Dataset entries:

Segment Open

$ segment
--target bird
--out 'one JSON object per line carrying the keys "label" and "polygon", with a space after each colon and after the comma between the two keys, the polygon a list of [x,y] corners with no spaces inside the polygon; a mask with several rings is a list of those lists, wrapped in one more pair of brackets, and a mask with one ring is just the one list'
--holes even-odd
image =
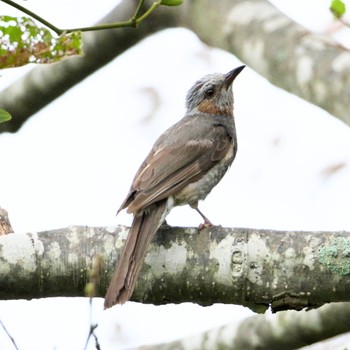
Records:
{"label": "bird", "polygon": [[108,287],[104,308],[124,304],[134,290],[147,248],[175,206],[199,210],[231,166],[237,152],[232,83],[244,69],[212,73],[195,82],[186,95],[185,116],[157,139],[136,172],[117,214],[127,209],[133,221]]}

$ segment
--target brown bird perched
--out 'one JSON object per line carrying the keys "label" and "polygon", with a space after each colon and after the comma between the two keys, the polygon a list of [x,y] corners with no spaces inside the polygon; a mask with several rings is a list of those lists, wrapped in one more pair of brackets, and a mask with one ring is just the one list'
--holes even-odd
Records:
{"label": "brown bird perched", "polygon": [[166,130],[137,171],[119,211],[134,214],[109,285],[105,308],[124,304],[134,290],[147,247],[170,210],[198,209],[233,162],[237,151],[232,82],[245,66],[198,80],[186,98],[186,115]]}

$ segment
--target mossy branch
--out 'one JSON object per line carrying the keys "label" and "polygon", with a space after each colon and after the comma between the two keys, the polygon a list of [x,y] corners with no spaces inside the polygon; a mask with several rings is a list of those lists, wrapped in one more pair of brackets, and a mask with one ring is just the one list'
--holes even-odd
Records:
{"label": "mossy branch", "polygon": [[[126,227],[68,227],[0,237],[0,299],[81,296],[102,257],[104,296]],[[350,232],[162,227],[132,300],[230,303],[264,312],[350,301]]]}

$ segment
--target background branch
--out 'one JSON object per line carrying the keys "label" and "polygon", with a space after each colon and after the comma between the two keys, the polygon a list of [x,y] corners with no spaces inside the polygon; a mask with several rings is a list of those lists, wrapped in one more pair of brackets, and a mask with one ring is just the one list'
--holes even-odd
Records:
{"label": "background branch", "polygon": [[[122,1],[97,25],[131,17],[137,4],[137,0]],[[178,9],[161,6],[137,30],[125,28],[83,33],[83,57],[72,57],[56,64],[38,66],[0,93],[1,108],[13,116],[11,123],[0,124],[0,132],[17,131],[31,115],[141,39],[172,26],[176,18],[172,12],[176,13]],[[117,79],[118,77],[116,83]]]}
{"label": "background branch", "polygon": [[348,332],[349,317],[349,303],[328,304],[311,311],[256,315],[239,324],[229,323],[171,343],[139,349],[292,350]]}
{"label": "background branch", "polygon": [[[271,81],[350,125],[350,51],[267,0],[187,1],[185,23]],[[204,10],[205,9],[205,10]],[[194,13],[206,15],[193,16]],[[208,30],[210,23],[210,30]]]}
{"label": "background branch", "polygon": [[[98,23],[128,18],[136,6],[136,0],[123,1]],[[13,115],[11,123],[0,125],[0,132],[18,130],[32,114],[114,57],[172,26],[194,30],[204,42],[235,54],[273,84],[350,125],[349,50],[309,32],[267,0],[187,0],[176,8],[162,6],[137,30],[84,33],[85,57],[37,67],[0,93],[0,106]]]}
{"label": "background branch", "polygon": [[[97,294],[104,296],[126,234],[120,226],[1,236],[0,298],[83,295],[99,255]],[[269,304],[278,311],[348,301],[349,246],[349,232],[167,226],[149,249],[132,300],[231,303],[258,312]]]}

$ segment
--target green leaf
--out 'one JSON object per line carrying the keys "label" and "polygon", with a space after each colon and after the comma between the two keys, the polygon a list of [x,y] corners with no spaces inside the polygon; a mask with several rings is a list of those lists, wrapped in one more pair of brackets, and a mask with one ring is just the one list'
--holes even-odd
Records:
{"label": "green leaf", "polygon": [[160,4],[164,6],[179,6],[183,0],[161,0]]}
{"label": "green leaf", "polygon": [[336,18],[340,18],[346,11],[346,6],[342,0],[332,0],[329,8]]}
{"label": "green leaf", "polygon": [[0,108],[0,123],[7,122],[11,119],[12,119],[11,114],[5,111],[4,109]]}
{"label": "green leaf", "polygon": [[0,69],[82,55],[80,32],[54,36],[28,17],[0,16]]}

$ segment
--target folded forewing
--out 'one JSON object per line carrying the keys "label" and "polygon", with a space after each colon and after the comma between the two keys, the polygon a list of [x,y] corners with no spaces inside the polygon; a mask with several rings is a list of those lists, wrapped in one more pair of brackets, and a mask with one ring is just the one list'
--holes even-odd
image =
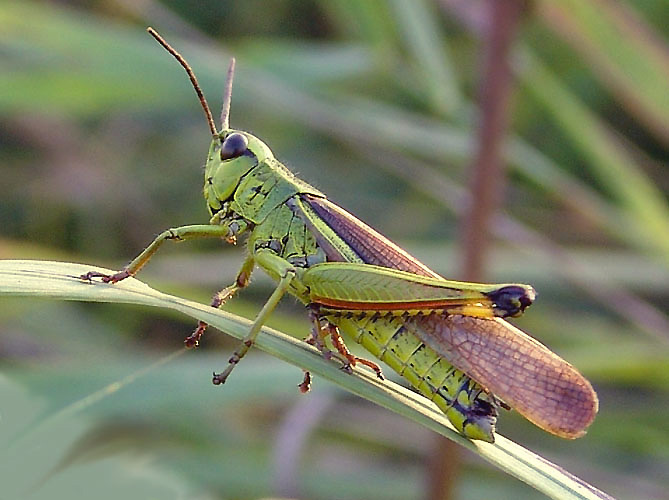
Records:
{"label": "folded forewing", "polygon": [[565,438],[585,434],[597,395],[573,366],[499,318],[431,314],[407,327],[525,418]]}

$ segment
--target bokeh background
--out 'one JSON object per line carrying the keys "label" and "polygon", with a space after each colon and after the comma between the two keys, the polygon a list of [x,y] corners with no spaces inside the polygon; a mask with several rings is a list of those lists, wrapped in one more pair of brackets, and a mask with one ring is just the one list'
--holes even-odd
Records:
{"label": "bokeh background", "polygon": [[[194,67],[215,114],[234,54],[233,126],[433,269],[462,277],[489,9],[1,1],[0,257],[119,268],[163,229],[207,220],[209,132],[183,70],[145,33],[152,25]],[[668,30],[663,0],[525,4],[485,266],[489,281],[535,286],[539,300],[515,324],[576,365],[601,401],[578,441],[513,412],[501,433],[620,498],[667,498],[669,487]],[[219,242],[173,245],[140,278],[207,302],[242,255]],[[252,317],[271,286],[258,272],[226,308]],[[270,324],[297,337],[308,329],[292,299]],[[138,307],[3,298],[0,416],[72,416],[33,438],[41,458],[26,477],[0,470],[0,484],[49,479],[33,498],[427,495],[429,431],[321,380],[301,396],[301,371],[261,352],[213,387],[211,371],[235,345],[217,331],[159,364],[192,327]],[[91,404],[74,411],[82,399]],[[7,427],[1,436],[13,438]],[[460,460],[454,498],[542,497],[475,456]]]}

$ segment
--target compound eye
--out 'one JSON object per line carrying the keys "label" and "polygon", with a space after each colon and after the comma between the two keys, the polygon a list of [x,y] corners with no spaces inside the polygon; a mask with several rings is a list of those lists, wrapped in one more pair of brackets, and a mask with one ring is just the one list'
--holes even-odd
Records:
{"label": "compound eye", "polygon": [[223,146],[221,146],[221,160],[237,158],[238,156],[243,155],[248,147],[248,139],[238,132],[233,132],[225,138],[225,141],[223,141]]}

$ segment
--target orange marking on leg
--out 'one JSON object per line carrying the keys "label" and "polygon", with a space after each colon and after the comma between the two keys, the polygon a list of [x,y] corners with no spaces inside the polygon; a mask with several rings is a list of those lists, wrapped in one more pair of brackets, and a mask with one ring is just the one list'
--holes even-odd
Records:
{"label": "orange marking on leg", "polygon": [[351,366],[355,366],[356,357],[353,354],[351,354],[351,351],[349,351],[348,347],[346,347],[344,339],[342,339],[341,335],[339,334],[339,328],[330,323],[328,323],[328,326],[326,328],[328,333],[330,334],[332,345],[335,347],[335,349],[337,349],[337,352],[342,356],[344,356]]}
{"label": "orange marking on leg", "polygon": [[360,358],[351,354],[351,351],[348,350],[348,347],[346,347],[346,344],[344,343],[344,339],[341,338],[339,328],[337,328],[335,325],[329,324],[328,330],[330,332],[330,339],[332,339],[332,345],[334,345],[337,351],[348,360],[351,366],[355,366],[357,363],[360,363],[361,365],[372,369],[379,379],[384,380],[381,367],[374,363],[374,361]]}
{"label": "orange marking on leg", "polygon": [[[239,280],[238,280],[239,281]],[[248,283],[248,280],[246,281]],[[215,309],[219,309],[223,304],[225,304],[235,293],[237,293],[237,290],[239,290],[240,286],[239,285],[232,285],[227,288],[224,288],[223,290],[219,290],[214,294],[214,296],[211,299],[211,307]],[[191,333],[186,339],[184,340],[184,345],[188,348],[191,349],[193,347],[197,347],[200,345],[200,339],[202,338],[202,335],[204,335],[205,330],[209,326],[208,323],[204,321],[198,321],[197,323],[197,328],[195,328],[195,331]]]}
{"label": "orange marking on leg", "polygon": [[372,370],[374,370],[374,372],[376,373],[376,377],[379,380],[385,380],[386,379],[383,376],[383,372],[381,371],[381,367],[379,365],[377,365],[376,363],[374,363],[374,361],[370,361],[369,359],[365,359],[365,358],[359,358],[357,356],[355,357],[355,360],[358,363],[360,363],[361,365],[365,365],[367,368],[371,368]]}
{"label": "orange marking on leg", "polygon": [[302,394],[309,392],[309,389],[311,389],[311,373],[309,373],[307,370],[304,370],[304,378],[297,387],[299,387]]}

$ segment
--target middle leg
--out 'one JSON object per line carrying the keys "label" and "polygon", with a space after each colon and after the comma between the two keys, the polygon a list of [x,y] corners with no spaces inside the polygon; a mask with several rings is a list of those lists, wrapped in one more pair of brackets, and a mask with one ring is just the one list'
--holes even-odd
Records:
{"label": "middle leg", "polygon": [[[229,287],[226,287],[223,290],[219,290],[214,294],[213,298],[211,299],[211,307],[219,309],[221,306],[223,306],[223,304],[234,297],[234,295],[240,289],[246,287],[251,280],[251,273],[253,272],[254,265],[255,260],[252,256],[249,255],[242,264],[242,268],[239,270],[239,273],[237,273],[237,279],[235,282]],[[206,322],[198,321],[195,331],[186,337],[186,340],[184,340],[185,346],[189,349],[197,347],[200,344],[200,339],[202,338],[202,335],[204,335],[204,331],[207,329],[207,326],[209,325]]]}

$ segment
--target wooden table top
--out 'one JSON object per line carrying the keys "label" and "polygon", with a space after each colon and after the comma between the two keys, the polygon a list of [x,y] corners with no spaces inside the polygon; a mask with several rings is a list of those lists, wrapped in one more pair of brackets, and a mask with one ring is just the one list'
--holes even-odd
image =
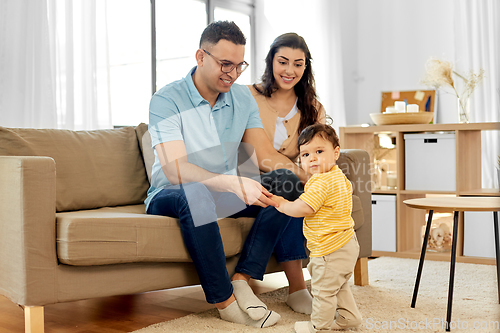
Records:
{"label": "wooden table top", "polygon": [[403,201],[408,207],[434,211],[500,211],[500,197],[433,197]]}

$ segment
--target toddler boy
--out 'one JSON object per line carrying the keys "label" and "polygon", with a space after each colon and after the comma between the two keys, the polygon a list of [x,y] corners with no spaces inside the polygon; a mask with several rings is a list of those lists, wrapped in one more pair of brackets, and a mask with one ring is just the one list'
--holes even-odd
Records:
{"label": "toddler boy", "polygon": [[305,217],[303,231],[311,252],[307,269],[313,305],[311,320],[296,322],[295,331],[315,333],[358,327],[361,313],[347,282],[354,271],[359,244],[351,217],[352,185],[336,164],[339,139],[332,127],[315,124],[302,131],[298,146],[301,167],[312,174],[304,193],[293,202],[272,197],[280,212]]}

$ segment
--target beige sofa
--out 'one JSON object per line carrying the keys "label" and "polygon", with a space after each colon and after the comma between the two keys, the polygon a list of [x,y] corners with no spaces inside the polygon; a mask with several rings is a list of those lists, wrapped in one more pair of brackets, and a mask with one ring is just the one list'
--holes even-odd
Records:
{"label": "beige sofa", "polygon": [[[43,332],[47,304],[199,283],[178,221],[145,214],[152,156],[146,124],[0,127],[0,294],[25,308],[27,332]],[[339,165],[355,188],[356,283],[367,284],[369,157],[344,150]],[[218,221],[230,273],[252,221]],[[267,272],[278,270],[272,259]]]}

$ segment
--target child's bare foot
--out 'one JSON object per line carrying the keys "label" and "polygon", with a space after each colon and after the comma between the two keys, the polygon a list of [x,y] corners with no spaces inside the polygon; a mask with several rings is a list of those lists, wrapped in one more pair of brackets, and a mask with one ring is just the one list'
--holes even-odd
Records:
{"label": "child's bare foot", "polygon": [[295,323],[295,332],[296,333],[314,333],[316,330],[310,330],[309,326],[312,328],[312,323],[310,321],[297,321]]}

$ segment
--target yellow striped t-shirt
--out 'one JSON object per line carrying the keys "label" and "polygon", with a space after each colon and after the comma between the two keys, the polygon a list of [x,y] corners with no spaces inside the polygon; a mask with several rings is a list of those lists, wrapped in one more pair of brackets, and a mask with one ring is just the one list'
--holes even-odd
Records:
{"label": "yellow striped t-shirt", "polygon": [[304,218],[303,227],[311,257],[330,254],[351,240],[352,185],[337,165],[312,175],[300,199],[315,211]]}

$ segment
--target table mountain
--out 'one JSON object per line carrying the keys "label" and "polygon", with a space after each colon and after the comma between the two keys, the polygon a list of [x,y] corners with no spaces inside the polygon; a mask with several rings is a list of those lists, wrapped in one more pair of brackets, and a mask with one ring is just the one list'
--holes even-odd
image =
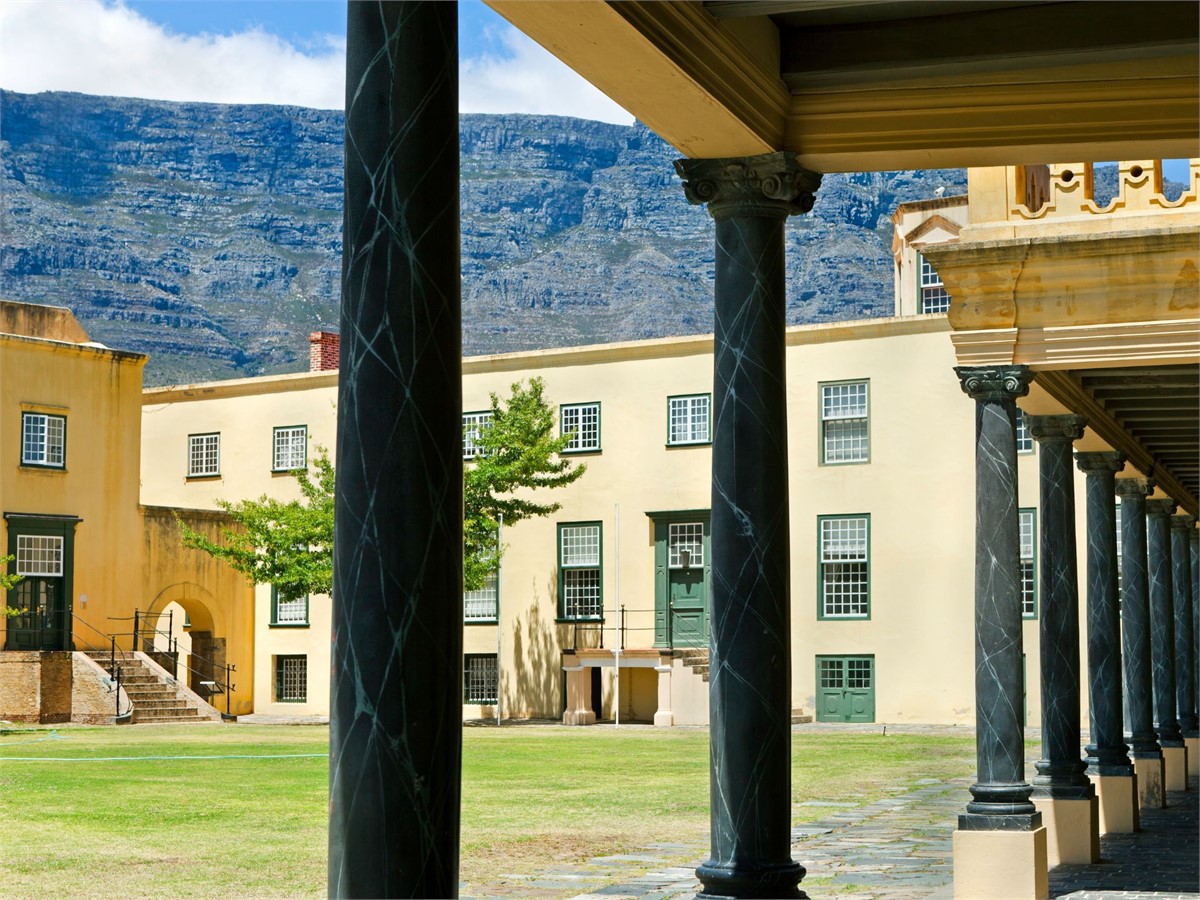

Segment Closed

Task details: Provide an exact copy of only the lines from the beginning of the entries through the line containing "--target brown bird perched", both ends included, with no pictures.

Finished task:
$ segment
--target bird
--out 'one JSON object per line carrying the keys "label" and "polygon", with a space after each colon and after the comma between the two keys, the polygon a list of [x,y] corners with no spaces inside the polygon; a mask with several rings is a list of those lists, wrapped in one more pair of brackets, and a mask with one ring is just the one list'
--holes even-odd
image =
Records:
{"label": "bird", "polygon": [[108,287],[104,308],[124,304],[134,290],[147,248],[175,206],[199,210],[231,166],[237,152],[232,83],[244,69],[212,73],[195,82],[186,95],[185,116],[157,139],[136,172],[117,214],[127,209],[133,221]]}

$ segment
--target brown bird perched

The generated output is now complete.